[Entries from a pointing dataset]
═══

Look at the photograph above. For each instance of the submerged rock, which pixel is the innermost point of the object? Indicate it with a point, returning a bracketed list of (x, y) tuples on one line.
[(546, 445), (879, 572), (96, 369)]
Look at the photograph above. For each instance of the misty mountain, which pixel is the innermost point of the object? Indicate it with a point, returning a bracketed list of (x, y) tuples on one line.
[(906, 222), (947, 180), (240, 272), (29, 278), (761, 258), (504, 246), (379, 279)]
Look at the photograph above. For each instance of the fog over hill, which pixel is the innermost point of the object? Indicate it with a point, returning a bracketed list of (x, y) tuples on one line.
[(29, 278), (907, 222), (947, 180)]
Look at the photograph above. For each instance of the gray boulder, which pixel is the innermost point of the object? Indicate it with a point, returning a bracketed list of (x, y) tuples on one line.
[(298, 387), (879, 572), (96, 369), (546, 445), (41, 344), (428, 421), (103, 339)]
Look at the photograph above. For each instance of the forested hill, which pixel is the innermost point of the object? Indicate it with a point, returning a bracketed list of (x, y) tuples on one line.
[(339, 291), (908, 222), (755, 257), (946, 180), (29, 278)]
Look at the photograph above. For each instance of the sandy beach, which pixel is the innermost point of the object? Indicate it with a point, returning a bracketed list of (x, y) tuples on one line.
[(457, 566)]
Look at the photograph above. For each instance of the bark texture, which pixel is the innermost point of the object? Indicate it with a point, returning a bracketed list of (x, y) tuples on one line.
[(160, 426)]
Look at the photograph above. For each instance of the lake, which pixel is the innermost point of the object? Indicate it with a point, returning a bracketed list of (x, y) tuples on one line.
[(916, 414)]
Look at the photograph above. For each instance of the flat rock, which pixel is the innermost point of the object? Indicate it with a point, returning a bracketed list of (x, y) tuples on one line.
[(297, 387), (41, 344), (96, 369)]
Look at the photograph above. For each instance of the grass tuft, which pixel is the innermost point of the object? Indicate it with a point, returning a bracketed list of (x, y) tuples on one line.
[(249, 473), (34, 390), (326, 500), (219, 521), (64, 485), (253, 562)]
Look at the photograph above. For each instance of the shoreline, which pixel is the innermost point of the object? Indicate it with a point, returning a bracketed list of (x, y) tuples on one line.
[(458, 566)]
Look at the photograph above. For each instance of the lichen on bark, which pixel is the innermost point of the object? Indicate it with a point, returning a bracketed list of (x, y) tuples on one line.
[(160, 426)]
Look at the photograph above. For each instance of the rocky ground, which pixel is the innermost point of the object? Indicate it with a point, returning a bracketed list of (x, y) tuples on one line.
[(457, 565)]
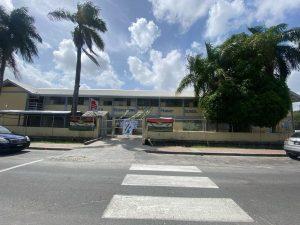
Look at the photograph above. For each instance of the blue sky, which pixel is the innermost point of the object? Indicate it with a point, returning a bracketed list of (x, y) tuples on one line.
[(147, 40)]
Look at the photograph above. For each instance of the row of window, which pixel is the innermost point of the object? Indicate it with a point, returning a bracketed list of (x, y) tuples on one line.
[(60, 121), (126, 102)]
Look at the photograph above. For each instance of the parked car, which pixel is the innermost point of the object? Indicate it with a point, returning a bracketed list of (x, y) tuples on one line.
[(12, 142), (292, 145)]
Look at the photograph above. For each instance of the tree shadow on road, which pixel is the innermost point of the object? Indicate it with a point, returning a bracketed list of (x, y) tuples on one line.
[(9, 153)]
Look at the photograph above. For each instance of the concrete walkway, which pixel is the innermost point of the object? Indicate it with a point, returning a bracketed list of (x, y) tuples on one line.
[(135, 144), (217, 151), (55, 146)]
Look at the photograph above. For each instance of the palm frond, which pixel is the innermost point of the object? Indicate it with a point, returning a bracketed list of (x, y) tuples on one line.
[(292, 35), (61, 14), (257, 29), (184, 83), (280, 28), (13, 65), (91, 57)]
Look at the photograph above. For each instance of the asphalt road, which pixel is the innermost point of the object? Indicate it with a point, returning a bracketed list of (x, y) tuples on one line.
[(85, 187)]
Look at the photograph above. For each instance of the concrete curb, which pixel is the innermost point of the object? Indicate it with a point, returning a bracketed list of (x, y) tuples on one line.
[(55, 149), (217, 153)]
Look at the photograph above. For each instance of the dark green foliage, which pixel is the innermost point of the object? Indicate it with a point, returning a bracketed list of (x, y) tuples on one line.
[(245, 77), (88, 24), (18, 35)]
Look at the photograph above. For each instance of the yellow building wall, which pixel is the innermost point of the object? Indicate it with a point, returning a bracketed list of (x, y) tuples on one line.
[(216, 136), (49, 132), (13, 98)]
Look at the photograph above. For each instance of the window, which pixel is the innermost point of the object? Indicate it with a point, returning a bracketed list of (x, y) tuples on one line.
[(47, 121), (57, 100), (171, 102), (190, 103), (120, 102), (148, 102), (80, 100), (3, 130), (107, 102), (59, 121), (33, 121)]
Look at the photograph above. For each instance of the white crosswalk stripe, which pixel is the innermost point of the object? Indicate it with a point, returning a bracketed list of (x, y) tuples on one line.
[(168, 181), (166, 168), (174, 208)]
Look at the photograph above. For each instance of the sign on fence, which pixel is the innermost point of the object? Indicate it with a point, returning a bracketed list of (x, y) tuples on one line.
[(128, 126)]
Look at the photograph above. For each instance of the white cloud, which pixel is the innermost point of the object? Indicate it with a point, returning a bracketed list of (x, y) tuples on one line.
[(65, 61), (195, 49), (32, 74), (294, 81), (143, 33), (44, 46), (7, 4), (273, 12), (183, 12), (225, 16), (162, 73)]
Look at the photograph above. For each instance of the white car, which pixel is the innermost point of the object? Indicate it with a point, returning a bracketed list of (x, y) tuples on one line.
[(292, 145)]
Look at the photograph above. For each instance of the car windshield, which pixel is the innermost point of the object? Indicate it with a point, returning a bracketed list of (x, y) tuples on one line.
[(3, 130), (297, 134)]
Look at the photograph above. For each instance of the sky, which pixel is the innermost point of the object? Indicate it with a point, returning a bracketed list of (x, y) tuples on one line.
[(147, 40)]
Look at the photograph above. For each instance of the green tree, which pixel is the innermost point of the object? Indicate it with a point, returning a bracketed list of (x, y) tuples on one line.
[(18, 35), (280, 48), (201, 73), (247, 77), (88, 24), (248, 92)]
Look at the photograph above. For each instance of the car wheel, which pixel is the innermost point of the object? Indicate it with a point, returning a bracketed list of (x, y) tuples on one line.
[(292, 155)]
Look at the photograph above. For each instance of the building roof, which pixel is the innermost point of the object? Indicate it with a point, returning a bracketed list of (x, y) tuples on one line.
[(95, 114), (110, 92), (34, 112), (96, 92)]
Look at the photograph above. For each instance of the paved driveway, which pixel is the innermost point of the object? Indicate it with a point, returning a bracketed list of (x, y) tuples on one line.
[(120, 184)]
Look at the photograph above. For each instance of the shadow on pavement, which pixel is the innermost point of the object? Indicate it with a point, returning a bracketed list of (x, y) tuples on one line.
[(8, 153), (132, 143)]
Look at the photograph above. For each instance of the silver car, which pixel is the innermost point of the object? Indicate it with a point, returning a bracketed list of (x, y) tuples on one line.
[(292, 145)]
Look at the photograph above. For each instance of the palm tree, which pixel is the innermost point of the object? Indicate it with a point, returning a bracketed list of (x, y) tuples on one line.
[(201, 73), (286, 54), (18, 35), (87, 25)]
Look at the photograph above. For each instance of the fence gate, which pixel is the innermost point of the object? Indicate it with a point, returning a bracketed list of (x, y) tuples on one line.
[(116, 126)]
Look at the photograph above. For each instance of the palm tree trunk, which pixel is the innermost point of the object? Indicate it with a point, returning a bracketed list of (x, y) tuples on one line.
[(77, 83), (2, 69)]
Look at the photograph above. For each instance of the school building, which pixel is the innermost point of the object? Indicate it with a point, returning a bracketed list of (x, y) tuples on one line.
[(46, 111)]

═══

Exercise directions
Reproduce verbatim the lines of the rows above, beginning with the line that contains "Look at the photograph above. For each instance of the grass" and continuing through the line that contains "[(458, 566)]".

Reply to the task
Look at the photograph above. For each instance of the grass tuft, which pixel is the innermost point of the object? Indicate it with a point, returning a bracketed list of (x, y) tuples on one line.
[(249, 473), (34, 390), (326, 500), (219, 521), (64, 485), (253, 562)]
Look at the photograph above. For each instance of the shoreline, which pixel is the innermost point of the object? Indicate it with a point, returning a bracketed list of (x, y) tuples on one line.
[(458, 566)]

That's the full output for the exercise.